+++ Исходный отрывок

Глаголы со значением представления можно отнести к ЛСГ мысли с условием более широкого и корректного понимания последней.

«С когнитивной точки зрения мысль, хоть и квалифицируется обычно как базовый и самый яркий «представитель» интеллектуальной деятельности человека, приводящий в движение понятийную сферу последнего («результат продуктивного мыслительного акта, выраженный в форме суждения и умозаключения»), представляет собой «картину какого-то факта реальности, которая является совокупностью возможных ситуаций (фактов)», то есть мысль по своей природе всегда наглядно-чувственна: картина – синтезированный многокомпонентный образ, высокая, но не абсолютная отвлечённость которого от непосредственно воспринимаемых объектов действительности определяется совокупностью ситуаций (фактов), отражённых в человеческом сознании. Такая картина и есть представление, которое одной из форм своего существования в мышлении человека – воображением – особенно тяготеет к понятию.

Добавим, что мысль – это ещё и идея – «в собственном смысле слова зрительный образ, наглядный образ». Представление (особенно воображение) в силу роста своего обобщённого характера является основой мысли. Мысль по происхождению восходит к представлению, она оперирует наглядно-чувственными образами, «впитывает» их, «сливается» с ними или максимально отвлекается от них, но никогда не отрывается абсолютно» [5, с. 279–280].

Глаголы представления, как и глаголы мысли (точнее интеллектуальной деятельности), чувства и речи, «эксплицитно или имплицитно содержат сему “Оценка, отношение” [11, с. 6]. Отношение же к содержанию высказывания, оценка последнего говорящим очень часто сопровождается выражением эмоций, а «эмоции – «один из видов ощущений»: «реальных» (непосредственных) и «воскрешённых в памяти или предвкушаемых», то есть представлений» [5, с. 277]. Это ещё раз подтверждает нашу мысль о том, что глаголы с семантикой воспоминания / воображения необходимо выделять в самостоятельную ЛСГ, которая, таким образом, станет равноправной в ряду ЛСГ глаголов, способных функционировать в качестве модальных слов.

В-третьих, сема “Оценка, отношение” становится актуализированной в значении глаголов представления только при их употреблении в позиции вводности. Именно в этой функции, как утверждает М.И. Кудрявцева, глагольная словоформа приобретает статус модального слова [11, с. 6].

Такая взаимосвязь категорий субъективной модальности и вводности объясняется тем, что, по мнению П.А. Леканта, их «облигаторным семантико-структурным компонентом» является личность говорящего [12, с. 125].

++++++
+++ Блок данных

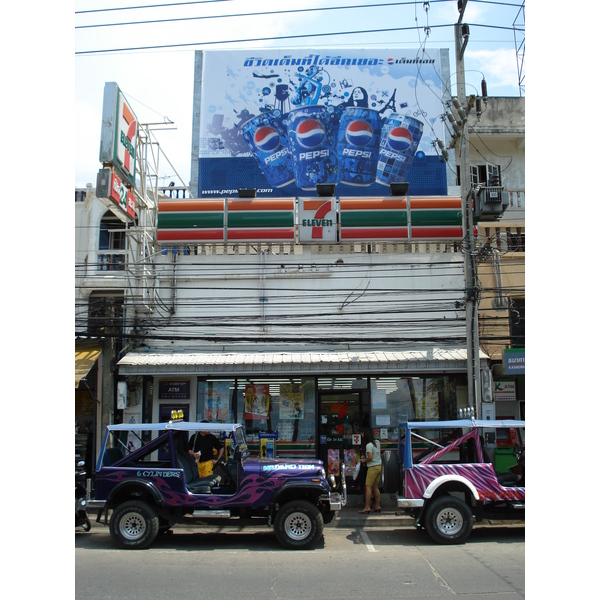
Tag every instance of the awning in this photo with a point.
(85, 357)
(295, 363)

++++++

### Задания
A. Переведите на английский предложение из отрывка о глаголах представления: «Представление (особенно воображение) в силу роста своего обобщённого характера является основой мысли».
B. Продолжите отрывок о глаголах представления с того места, на котором он заканчивается.
Эти данные взяты из другого источника.

### Ответы
A. Representation (especially imagination), owing to the growth of its generalized character, is the basis of thought.

B.
«Вводные компоненты содержат субъективную оценку говорящим событий объективной действительности (диктума) и являются средствами выражения модуса» [4, с. 10], выполняя функцию «модального квалификатора сообщения» [14, с. 38].

Являясь категорией «коммуникативно-прагматической», вводность, с точки зрения П.А. Леканта, представляет собой «арсенал» лица говорящего, систему объективных (языковых) средств, которыми говорящий пользуется в речи для реализации субъективных намерений при оформлении конкретного высказывания» [12, с. 125]. Таким образом, категория вводности вбирает в себя различные средства выражения субъективной модальности, в том числе и модальные слова.

В-четвёртых, возможность употребления глаголов со значением представления в функции модальных вводных слов обусловливается «нейтральным стилевым характером» первых [11, с. 6].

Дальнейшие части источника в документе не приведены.